Requirements - Output the records below as a two-column CSV with the header request_text,answer and one row per record giving its text and its answer. Put each value in a single quoted field with line breaks replaced by spaces, and omit the pictures.

--- Start Data ---

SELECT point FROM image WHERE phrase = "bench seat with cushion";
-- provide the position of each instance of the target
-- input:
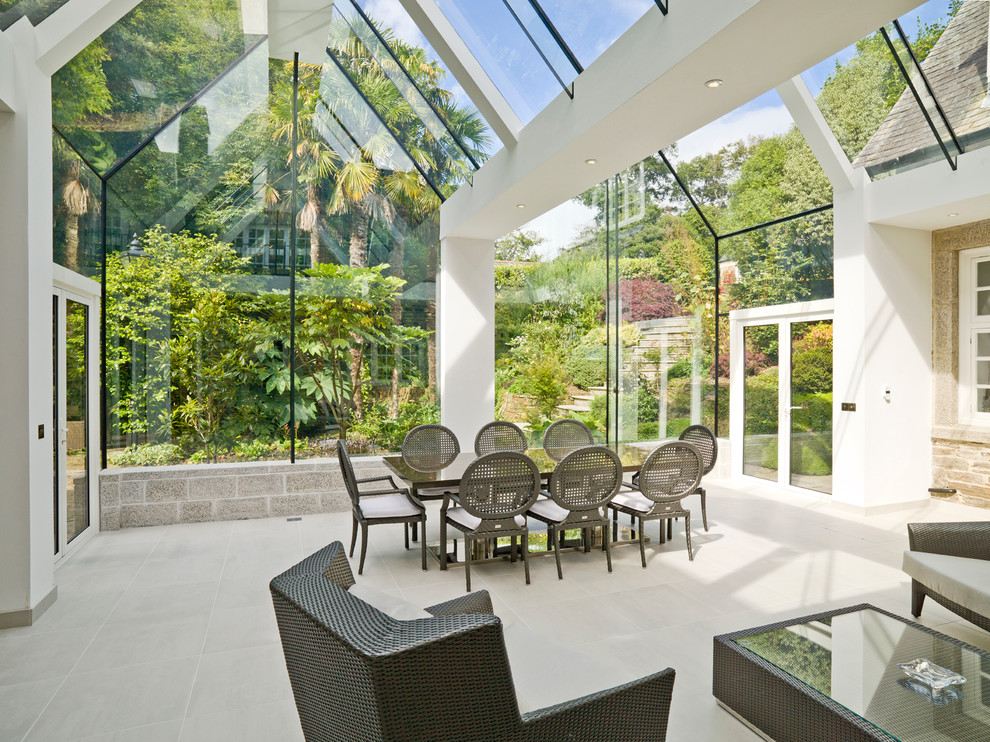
(366, 665)
(950, 562)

--- End Data ---

Answer below -
request_text,answer
"SELECT point FROM image WHERE phrase = ""bench seat with cushion""; -- provide the position of each instance of the target -- input:","(366, 665) (950, 562)"